--- Data under study ---

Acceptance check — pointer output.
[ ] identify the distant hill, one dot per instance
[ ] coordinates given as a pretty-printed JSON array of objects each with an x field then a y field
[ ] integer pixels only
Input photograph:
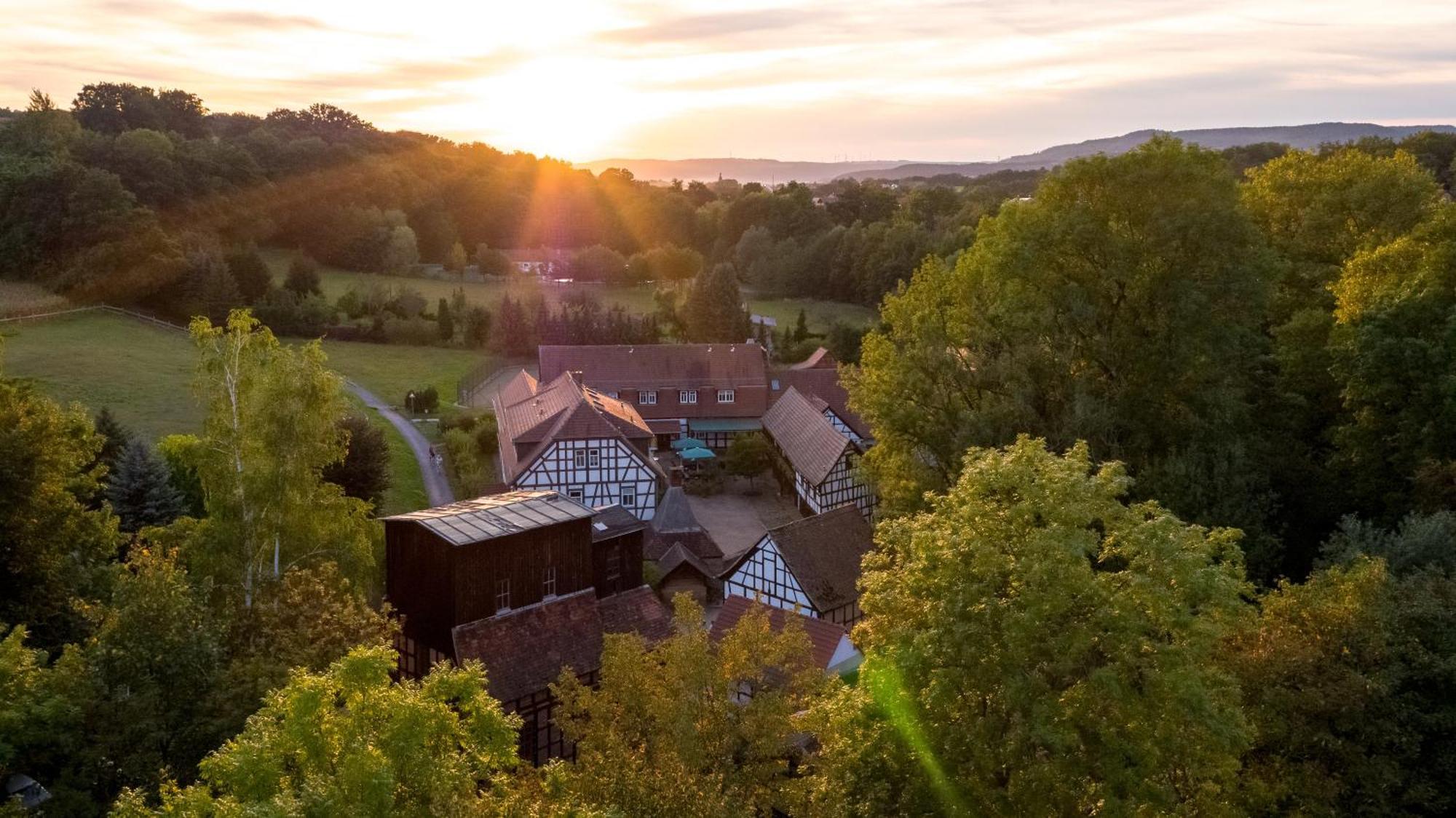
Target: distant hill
[
  {"x": 767, "y": 171},
  {"x": 771, "y": 171},
  {"x": 1218, "y": 139}
]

---

Exercise: Quote exactly the lines from the line that contains "[ ] identify" through the last line of the listing, please, leaving out all pictures.

Result below:
[ ] identify the distant hill, one dot per instance
[ ] coordinates given as a pretty-printed JSON array of objects each with an x field then a y field
[ ] integer pixels only
Input photograph:
Target: distant hill
[
  {"x": 767, "y": 171},
  {"x": 771, "y": 171},
  {"x": 1218, "y": 139}
]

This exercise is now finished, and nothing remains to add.